>>>>>
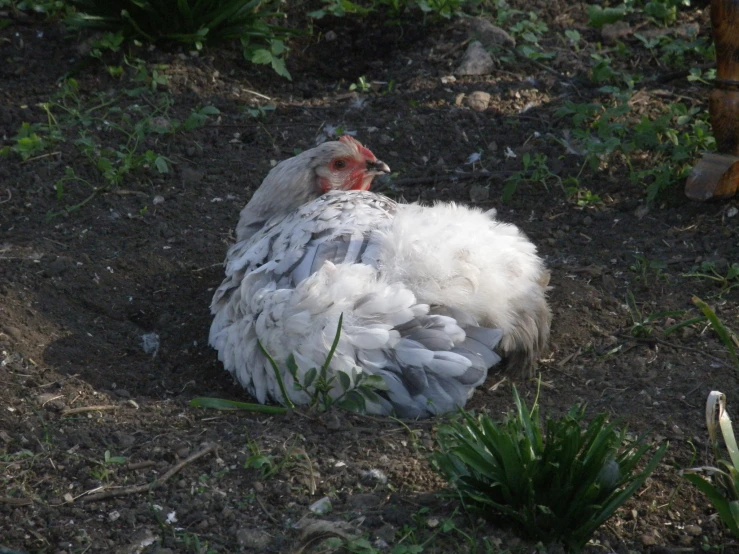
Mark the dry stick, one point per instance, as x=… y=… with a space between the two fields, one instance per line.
x=679 y=347
x=82 y=409
x=12 y=501
x=154 y=484
x=450 y=177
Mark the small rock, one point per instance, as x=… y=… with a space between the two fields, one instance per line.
x=150 y=343
x=648 y=540
x=364 y=501
x=479 y=193
x=694 y=530
x=476 y=60
x=321 y=507
x=687 y=30
x=373 y=476
x=191 y=176
x=611 y=32
x=478 y=101
x=489 y=34
x=253 y=538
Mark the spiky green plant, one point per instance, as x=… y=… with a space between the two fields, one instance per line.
<<<<<
Transcribe the entries above word for word, but leave every picture out of your copy.

Mark the dry stick, one point per instance, as x=… y=… with a space between the two fields, one instance per line.
x=679 y=347
x=82 y=409
x=12 y=501
x=154 y=484
x=450 y=177
Mark the small rock, one point per instance, as x=… y=… with a space between the two fields, one instance per line.
x=150 y=343
x=648 y=540
x=364 y=501
x=479 y=193
x=694 y=530
x=476 y=60
x=321 y=507
x=687 y=30
x=373 y=476
x=191 y=176
x=611 y=32
x=478 y=101
x=489 y=34
x=253 y=538
Mark the spiky green plant, one point per instance, as x=… y=… with a space between the two fields, one instance per line.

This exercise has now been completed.